HAYIRLI FALAN OLSUN YANİ!
23 Temmuz 2019 08:43:00
Yarın sansürün kaldırılışının 111. Yıldönümü olacak. Geçen senelerde de yazdığım gibi aslında bu “Sansürün kaldırılmış gibi yapılmasının yıldönümü” sadece.
Zira bu geçtiğimiz bir asır artı on yıl, ilaveten bir yıl zarfında, siyasal ve sosyal alanın hakimi pozisyonunda olanlar, kendilerinin rahatsız olacağı haberlerin yapılmaması için ellerinden geleni ardına koymadı. Sürekli olarak yapılan haberlerle ilgili itilip kakılan basın mensupları—ki halen külliyetli miktarı demir parmaklıklar ardında topuk serinletiyor—bir noktadan sonra otosansür dediğimiz bir yöntem geliştirdi.
-------------------------
▸ **Yazılı görevler**:
1. Sansür yazısına göre yarın, sansürün kaldırılışının kaçıncı yıldönümü olacak?
2. Sansür yazısında "23 Temmuz 2019" ifadesinden aşağıya, "bir yöntem geliştirdi." ifadesine kadar olan her şeyi, "basın mensupları" ifadesini "gazeteciler" olarak yeniden adlandırıp verir misiniz?
Kayıtlara ihtiyaç yoktur.

▸ **Nokta işaretleme kümesinden kayıtlar**:
-------------------------
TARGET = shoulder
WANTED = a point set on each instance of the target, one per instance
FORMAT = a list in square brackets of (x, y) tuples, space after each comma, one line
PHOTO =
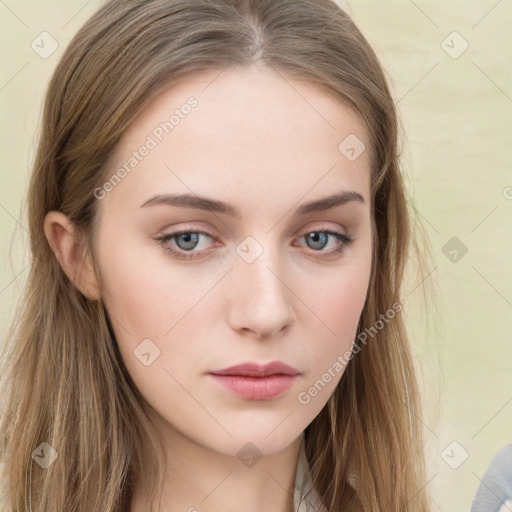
[(495, 489)]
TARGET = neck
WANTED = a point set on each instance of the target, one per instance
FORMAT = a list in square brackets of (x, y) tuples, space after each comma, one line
[(200, 479)]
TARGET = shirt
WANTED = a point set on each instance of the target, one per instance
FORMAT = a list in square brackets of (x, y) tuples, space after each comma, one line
[(494, 494)]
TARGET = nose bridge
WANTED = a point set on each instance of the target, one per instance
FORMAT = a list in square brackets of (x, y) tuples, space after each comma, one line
[(261, 300)]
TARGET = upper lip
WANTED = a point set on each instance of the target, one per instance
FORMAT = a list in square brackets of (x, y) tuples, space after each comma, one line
[(256, 370)]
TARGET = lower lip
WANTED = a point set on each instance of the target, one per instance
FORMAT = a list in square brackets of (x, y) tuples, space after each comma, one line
[(255, 388)]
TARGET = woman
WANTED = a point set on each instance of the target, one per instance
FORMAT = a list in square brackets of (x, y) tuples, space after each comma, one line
[(219, 231)]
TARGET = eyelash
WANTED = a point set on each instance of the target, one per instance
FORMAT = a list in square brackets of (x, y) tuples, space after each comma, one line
[(345, 240)]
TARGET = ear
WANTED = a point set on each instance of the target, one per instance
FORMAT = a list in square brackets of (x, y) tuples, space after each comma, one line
[(71, 253)]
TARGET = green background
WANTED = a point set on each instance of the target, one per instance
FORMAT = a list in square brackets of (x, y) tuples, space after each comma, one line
[(457, 117)]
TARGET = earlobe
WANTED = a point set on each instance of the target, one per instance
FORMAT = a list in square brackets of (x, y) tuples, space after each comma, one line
[(71, 253)]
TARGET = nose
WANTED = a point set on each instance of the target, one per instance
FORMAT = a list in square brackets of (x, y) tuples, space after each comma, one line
[(261, 301)]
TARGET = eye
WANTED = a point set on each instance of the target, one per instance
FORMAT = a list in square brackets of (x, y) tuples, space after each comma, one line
[(186, 241), (318, 240)]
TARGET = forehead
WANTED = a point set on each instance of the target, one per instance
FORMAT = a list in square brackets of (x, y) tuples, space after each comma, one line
[(243, 133)]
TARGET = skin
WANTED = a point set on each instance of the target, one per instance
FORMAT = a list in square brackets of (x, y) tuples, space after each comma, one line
[(266, 144)]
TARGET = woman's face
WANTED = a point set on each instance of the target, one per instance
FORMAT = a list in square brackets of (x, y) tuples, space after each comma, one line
[(258, 281)]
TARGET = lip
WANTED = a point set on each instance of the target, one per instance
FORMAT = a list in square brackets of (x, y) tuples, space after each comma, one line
[(256, 382)]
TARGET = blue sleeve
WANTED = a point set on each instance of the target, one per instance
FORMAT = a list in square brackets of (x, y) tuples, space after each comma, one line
[(495, 489)]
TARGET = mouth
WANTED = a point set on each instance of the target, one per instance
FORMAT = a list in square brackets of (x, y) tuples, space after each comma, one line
[(251, 381)]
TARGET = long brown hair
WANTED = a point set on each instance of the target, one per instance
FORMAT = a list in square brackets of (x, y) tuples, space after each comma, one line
[(64, 383)]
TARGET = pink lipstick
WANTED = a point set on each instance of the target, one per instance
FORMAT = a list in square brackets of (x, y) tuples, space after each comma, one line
[(255, 382)]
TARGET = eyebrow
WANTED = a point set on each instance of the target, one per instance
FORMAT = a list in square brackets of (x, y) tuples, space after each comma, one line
[(212, 205)]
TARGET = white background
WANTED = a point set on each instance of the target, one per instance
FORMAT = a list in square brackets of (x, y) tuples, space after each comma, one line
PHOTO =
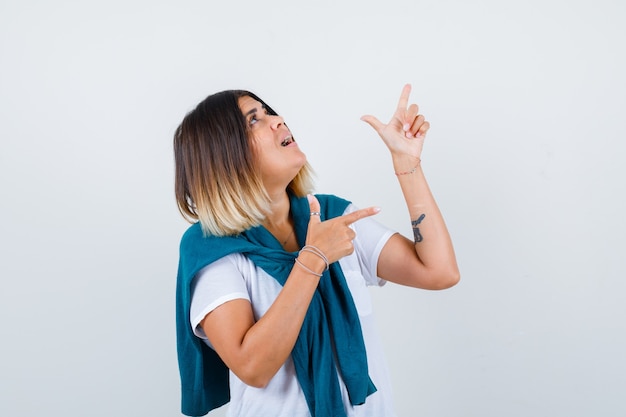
[(525, 156)]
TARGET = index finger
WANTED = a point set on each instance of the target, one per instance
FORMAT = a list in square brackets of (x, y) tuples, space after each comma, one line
[(359, 214), (404, 97)]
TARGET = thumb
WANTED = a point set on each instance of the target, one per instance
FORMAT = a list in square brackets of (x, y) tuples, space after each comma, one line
[(314, 206), (374, 122)]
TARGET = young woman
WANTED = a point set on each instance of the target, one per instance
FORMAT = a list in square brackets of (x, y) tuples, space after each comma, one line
[(273, 311)]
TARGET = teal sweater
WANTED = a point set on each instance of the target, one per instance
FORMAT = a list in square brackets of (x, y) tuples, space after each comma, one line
[(331, 317)]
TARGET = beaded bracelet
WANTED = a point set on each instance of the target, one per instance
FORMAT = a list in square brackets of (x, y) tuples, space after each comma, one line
[(306, 268), (316, 251)]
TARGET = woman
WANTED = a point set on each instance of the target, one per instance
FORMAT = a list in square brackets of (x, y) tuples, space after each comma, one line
[(273, 312)]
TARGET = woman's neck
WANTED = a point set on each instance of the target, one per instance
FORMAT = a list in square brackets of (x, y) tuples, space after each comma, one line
[(279, 222)]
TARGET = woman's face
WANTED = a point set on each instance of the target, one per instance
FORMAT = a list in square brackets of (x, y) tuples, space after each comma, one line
[(276, 152)]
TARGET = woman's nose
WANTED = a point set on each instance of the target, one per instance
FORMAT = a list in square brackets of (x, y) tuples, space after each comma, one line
[(277, 121)]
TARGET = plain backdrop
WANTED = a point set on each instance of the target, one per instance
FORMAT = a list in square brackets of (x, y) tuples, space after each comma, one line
[(525, 157)]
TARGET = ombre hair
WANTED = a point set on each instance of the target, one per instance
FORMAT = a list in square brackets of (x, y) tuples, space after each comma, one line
[(216, 179)]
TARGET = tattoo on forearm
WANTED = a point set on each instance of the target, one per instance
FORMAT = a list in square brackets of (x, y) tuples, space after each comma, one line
[(417, 236)]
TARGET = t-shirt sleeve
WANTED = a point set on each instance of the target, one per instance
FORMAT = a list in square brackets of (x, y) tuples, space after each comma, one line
[(214, 285), (371, 237)]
-------------------------
▸ **Beklenen çıktılar**:
1. 111. yıldönümü olacak.

2.
23 Temmuz 2019 08:43:00
Yarın sansürün kaldırılışının 111. Yıldönümü olacak. Geçen senelerde de yazdığım gibi aslında bu “Sansürün kaldırılmış gibi yapılmasının yıldönümü” sadece.
Zira bu geçtiğimiz bir asır artı on yıl, ilaveten bir yıl zarfında, siyasal ve sosyal alanın hakimi pozisyonunda olanlar, kendilerinin rahatsız olacağı haberlerin yapılmaması için ellerinden geleni ardına koymadı. Sürekli olarak yapılan haberlerle ilgili itilip kakılan gazeteciler—ki halen külliyetli miktarı demir parmaklıklar ardında topuk serinletiyor—bir noktadan sonra otosansür dediğimiz bir yöntem geliştirdi.